Set exercise 1:
Reproduce the honeysuckle clearing article word for word.

Document passage:
★ ★ ★ ★ ★

Honeysuckle is back.

The invasive, sunlight-hogging bush has begun taking over fields, roadsides, and woodlands statewide. But this year, the Ohio Department of Transportation is not standing for any plants encroaching on the state’s highways.

Since the beginning of March, ODOT-hired contractors have been out clearing trees, honeysuckle, and any other plants that might fall onto or impact the state’s highways, ODOT spokesperson Hannah Salem said.

“The reason that we’re taking it down other than it being invasive is that it can improve sight distance and really boost that safety for motorists, especially around ramps or curves where the vegetation can sometimes block that sight distance,” Salem said.

The clearing project will run until June. ODOT crews will not be planting anything new in the areas they clear, Salem said.

Where is honeysuckle native, and how did it come to Ohio?

★ ★ ★ ★ ★

Excerpted data:
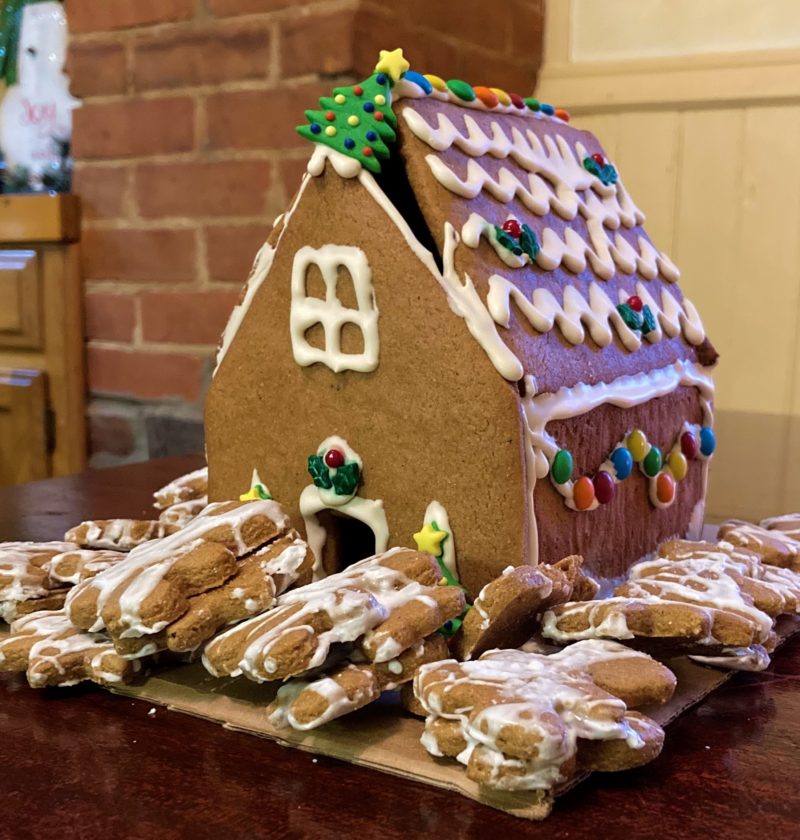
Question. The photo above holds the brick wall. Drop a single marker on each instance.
(185, 151)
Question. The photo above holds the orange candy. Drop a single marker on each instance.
(665, 488)
(488, 97)
(583, 493)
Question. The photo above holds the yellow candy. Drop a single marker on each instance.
(678, 465)
(504, 98)
(436, 82)
(637, 444)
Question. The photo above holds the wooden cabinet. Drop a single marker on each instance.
(42, 381)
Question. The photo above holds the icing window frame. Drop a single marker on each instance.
(308, 311)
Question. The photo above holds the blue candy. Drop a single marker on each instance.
(622, 460)
(708, 442)
(419, 80)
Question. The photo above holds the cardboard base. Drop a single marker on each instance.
(382, 736)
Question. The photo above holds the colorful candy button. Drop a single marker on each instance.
(622, 460)
(665, 488)
(334, 458)
(653, 462)
(583, 493)
(689, 445)
(637, 444)
(603, 487)
(505, 98)
(562, 466)
(708, 441)
(461, 89)
(678, 465)
(436, 82)
(487, 96)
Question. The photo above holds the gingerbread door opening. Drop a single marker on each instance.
(347, 540)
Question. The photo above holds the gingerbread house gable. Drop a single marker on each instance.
(591, 365)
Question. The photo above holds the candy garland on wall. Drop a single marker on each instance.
(587, 493)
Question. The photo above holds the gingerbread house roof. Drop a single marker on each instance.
(528, 229)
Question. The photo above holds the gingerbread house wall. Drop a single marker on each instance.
(433, 421)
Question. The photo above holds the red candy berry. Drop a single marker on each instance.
(604, 487)
(689, 445)
(334, 458)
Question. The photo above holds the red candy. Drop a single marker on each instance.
(604, 487)
(334, 458)
(689, 445)
(583, 493)
(665, 488)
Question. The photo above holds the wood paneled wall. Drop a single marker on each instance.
(709, 147)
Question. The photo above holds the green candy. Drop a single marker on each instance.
(631, 317)
(461, 89)
(649, 321)
(562, 466)
(652, 462)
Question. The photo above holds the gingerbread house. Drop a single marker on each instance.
(460, 323)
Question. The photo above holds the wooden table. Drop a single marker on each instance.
(82, 763)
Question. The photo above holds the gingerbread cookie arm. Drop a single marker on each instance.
(306, 706)
(118, 534)
(413, 621)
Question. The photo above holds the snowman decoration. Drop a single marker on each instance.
(36, 112)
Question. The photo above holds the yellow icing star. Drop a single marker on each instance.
(430, 539)
(392, 63)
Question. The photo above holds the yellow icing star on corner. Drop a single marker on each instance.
(430, 539)
(255, 493)
(392, 63)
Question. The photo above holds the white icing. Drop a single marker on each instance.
(307, 312)
(625, 392)
(435, 512)
(134, 579)
(546, 697)
(356, 600)
(555, 182)
(598, 313)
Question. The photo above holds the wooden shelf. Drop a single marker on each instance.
(40, 218)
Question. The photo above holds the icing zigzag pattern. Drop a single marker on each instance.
(598, 314)
(556, 182)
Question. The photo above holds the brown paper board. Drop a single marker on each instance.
(382, 736)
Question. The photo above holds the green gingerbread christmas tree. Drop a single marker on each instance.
(358, 121)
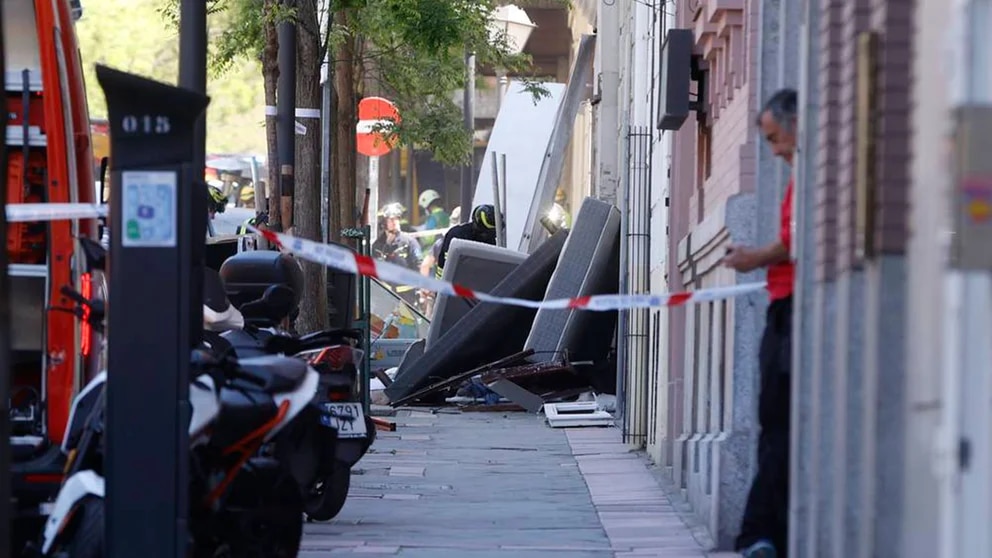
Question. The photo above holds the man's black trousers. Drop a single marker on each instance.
(766, 514)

★ ★ ★ ★ ★

Set exercise 2:
Recast the records as a Markdown table with columns headed Row and Line text, starting at the line that contains "Question. The photo above holds the man's" and running through the last line of the records. Give one numbered row per line and omit blank lines.

Correct output 1:
Honeysuckle is back.

The invasive, sunlight-hogging bush has begun taking over fields, roadsides, and woodlands statewide. But this year, the Ohio Department of Transportation is not standing for any plants encroaching on the state’s highways.

Since the beginning of March, ODOT-hired contractors have been out clearing trees, honeysuckle, and any other plants that might fall onto or impact the state’s highways, ODOT spokesperson Hannah Salem said.

“The reason that we’re taking it down other than it being invasive is that it can improve sight distance and really boost that safety for motorists, especially around ramps or curves where the vegetation can sometimes block that sight distance,” Salem said.

The clearing project will run until June. ODOT crews will not be planting anything new in the areas they clear, Salem said.

Where is honeysuckle native, and how did it come to Ohio?

Correct output 2:
| Row | Line text |
|---|---|
| 1 | Question. The photo above holds the man's black trousers. Drop a single marker on each instance. |
| 2 | (766, 514) |